▶ [Set task]
According to the book review below, when did the writer buy the book?

▶ [Source excerpt]

-*-

I bought this book in the late nineties when it was first in paperback, but had somehow never got around to opening it, and when, due to the absence of others from the group, I was unexpectedly required to make a suggestion for the next meeting, I grabbed it off the shelf, aware not only that A M Homes was at the time shortlisted for the Women's Prize for Fiction, but that like Emily Prager's Roger Fishbite (published around the same time and which we have previously discussed), this book was something of an answer to Nabokov's Lolita (which we have also discussed) and might make an interesting comparison.

The difference turned out to be stark. Unlike Emily Prager who seeks in Roger Fishbite to redress the balance by taking the viewpoint of the 'nymphet', Homes follows Nabokov in taking the viewpoint of the incarcerated male murderer-paedophile. Here, however, he has murdered not his rival for the young girl's attention (as in Nabokov) but the young girl herself (and possibly others), and this novel graphically exposes the mentality and fantasies of the paedophile as horrific and entirely lacking in moral centre, in a way that provokes revulsion in the reader (which led to attempts, some successful, to ban it) and makes the book a very unpleasant read.

-*-

▶ [Some records]

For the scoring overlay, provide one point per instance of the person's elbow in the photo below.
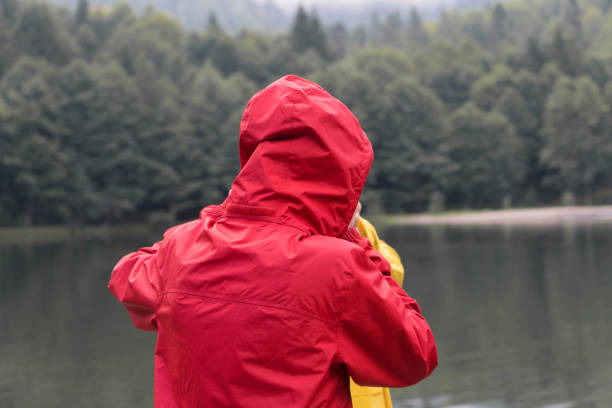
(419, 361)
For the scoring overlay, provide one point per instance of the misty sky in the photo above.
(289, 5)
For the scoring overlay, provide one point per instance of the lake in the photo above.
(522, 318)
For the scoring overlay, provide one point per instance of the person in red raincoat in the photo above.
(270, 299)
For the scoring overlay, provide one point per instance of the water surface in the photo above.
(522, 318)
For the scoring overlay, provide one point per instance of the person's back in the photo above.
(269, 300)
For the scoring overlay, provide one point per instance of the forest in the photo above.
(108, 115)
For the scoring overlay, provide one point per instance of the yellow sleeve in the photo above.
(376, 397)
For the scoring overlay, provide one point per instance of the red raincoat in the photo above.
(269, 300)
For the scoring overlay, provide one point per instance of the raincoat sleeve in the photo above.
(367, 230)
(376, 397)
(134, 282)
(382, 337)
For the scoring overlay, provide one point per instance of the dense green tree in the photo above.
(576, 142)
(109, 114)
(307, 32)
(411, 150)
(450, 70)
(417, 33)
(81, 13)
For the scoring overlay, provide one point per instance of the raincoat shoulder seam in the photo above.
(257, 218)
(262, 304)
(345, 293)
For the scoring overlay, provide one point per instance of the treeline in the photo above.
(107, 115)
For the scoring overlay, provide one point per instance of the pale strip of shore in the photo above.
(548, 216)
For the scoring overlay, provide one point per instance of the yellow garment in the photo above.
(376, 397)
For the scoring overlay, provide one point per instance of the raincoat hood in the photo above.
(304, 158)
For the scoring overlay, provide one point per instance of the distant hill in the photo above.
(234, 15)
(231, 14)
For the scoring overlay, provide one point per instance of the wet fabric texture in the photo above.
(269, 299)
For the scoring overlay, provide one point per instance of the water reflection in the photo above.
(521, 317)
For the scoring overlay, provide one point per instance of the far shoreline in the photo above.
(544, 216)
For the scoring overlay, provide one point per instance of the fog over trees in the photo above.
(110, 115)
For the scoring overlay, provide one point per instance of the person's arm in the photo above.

-*-

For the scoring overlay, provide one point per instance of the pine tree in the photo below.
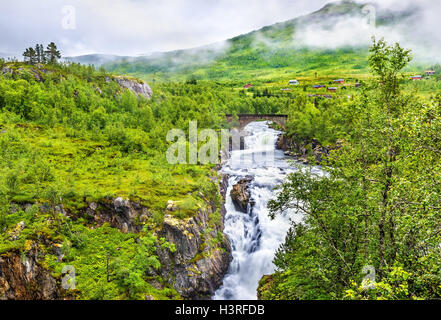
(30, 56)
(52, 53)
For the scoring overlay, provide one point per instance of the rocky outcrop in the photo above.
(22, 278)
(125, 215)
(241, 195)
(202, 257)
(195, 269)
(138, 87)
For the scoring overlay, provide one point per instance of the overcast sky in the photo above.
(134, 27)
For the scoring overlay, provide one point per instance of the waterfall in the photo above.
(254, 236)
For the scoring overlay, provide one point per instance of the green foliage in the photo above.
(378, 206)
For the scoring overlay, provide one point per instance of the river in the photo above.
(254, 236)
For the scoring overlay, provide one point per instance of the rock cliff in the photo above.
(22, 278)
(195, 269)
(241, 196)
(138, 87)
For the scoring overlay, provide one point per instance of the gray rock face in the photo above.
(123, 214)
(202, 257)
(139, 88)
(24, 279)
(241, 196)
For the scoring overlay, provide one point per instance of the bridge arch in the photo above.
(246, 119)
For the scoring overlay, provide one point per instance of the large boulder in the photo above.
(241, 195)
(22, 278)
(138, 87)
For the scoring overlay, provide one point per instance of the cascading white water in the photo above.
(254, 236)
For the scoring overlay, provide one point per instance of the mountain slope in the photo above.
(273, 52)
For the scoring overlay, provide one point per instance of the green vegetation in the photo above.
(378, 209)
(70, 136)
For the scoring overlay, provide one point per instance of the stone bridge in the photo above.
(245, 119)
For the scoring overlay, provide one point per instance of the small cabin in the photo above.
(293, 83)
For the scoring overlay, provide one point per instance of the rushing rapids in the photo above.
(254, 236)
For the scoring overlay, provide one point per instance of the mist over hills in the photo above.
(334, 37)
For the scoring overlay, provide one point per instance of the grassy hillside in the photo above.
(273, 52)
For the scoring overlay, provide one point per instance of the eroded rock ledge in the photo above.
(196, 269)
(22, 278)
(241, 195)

-*-

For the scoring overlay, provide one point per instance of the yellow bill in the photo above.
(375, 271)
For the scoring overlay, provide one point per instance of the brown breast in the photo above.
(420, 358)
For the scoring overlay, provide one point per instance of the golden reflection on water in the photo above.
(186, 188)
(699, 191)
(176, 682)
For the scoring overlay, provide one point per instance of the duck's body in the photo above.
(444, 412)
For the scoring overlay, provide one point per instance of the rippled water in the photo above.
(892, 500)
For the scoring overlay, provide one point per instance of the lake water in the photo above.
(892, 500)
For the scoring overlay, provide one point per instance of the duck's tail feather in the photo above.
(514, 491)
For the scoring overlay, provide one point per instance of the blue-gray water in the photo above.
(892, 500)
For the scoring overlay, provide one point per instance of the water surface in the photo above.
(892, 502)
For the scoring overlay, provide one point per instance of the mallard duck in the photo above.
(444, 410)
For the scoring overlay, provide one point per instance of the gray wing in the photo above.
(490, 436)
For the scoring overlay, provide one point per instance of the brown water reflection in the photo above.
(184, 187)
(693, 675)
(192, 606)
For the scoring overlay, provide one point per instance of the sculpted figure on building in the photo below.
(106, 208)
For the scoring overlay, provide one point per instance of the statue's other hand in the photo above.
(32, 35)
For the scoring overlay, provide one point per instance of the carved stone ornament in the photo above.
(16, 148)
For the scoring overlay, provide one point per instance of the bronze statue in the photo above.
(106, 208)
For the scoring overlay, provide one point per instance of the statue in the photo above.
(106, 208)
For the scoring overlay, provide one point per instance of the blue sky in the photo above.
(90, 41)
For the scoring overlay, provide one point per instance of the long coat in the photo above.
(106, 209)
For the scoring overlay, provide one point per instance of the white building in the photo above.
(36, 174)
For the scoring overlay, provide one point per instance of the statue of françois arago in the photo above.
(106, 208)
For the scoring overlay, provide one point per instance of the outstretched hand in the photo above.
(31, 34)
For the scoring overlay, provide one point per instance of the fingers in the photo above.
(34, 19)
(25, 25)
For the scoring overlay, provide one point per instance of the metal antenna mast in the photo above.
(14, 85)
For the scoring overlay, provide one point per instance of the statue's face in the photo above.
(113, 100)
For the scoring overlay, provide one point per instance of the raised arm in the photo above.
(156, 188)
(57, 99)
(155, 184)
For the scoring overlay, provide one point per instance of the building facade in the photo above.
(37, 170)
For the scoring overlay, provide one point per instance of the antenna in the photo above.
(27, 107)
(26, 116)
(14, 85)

-*-

▶ [Task response]
In the late nineties, when it first came out in paperback.